## WHAT TO PRODUCE
Copy out each line in the material below that has the word "point".
++++
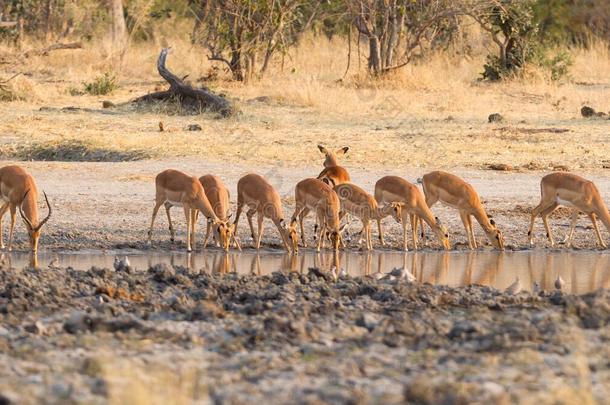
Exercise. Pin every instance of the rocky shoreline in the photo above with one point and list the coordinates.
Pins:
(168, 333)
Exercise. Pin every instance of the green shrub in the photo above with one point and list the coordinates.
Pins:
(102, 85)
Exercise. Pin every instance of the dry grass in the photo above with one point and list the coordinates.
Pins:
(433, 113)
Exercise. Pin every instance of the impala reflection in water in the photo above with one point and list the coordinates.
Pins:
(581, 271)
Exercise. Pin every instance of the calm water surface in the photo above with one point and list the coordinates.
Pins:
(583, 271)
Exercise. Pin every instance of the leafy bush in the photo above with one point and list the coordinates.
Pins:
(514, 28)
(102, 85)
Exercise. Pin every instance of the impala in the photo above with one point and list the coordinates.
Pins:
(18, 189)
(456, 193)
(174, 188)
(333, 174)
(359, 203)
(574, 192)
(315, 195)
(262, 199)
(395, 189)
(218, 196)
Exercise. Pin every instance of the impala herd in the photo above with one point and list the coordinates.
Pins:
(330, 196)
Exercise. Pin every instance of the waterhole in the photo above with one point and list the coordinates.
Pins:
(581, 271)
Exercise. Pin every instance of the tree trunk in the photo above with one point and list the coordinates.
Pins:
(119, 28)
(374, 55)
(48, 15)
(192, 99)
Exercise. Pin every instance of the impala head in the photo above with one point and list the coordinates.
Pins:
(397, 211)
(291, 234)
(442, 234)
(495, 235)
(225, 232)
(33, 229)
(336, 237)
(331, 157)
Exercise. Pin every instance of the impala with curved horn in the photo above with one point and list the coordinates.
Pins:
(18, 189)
++++
## PROBLEM SOLUTION
Exercise. Pin every instance of the rocky shoreline in the photo above with one point and list the coordinates.
Exercise. Pin every instance of the green shrub in the photo above with one point and list the coordinates.
Exercise. Pin every instance of the dry grass in the photo above with one point and list the coordinates.
Exercise. Pin every instance of the impala reflection in water in the photo above with one point and list the coordinates.
Exercise. Pin every instance of the calm water surface in the photo above with one point and list the coordinates.
Exercise. Pin every instance of the leafy bush in the photo above with one point and list the coordinates.
Exercise. Pin every instance of the impala in the photo above with one point and list the coordinates.
Exercise. Pin every instance of the impala herd in the photo above with one point and list the coordinates.
Exercise. Pin every instance of the waterhole in the photo above with one point and list the coordinates.
Exercise. Pin every instance of the tree trunk in the photo above with one point and list the coordinates.
Exercise. Pin every instance of the impala head in the photo above with one point and list the coordinates.
Exercise. Pin every instance of the impala with curved horn in the photo above with one point and list the coordinates.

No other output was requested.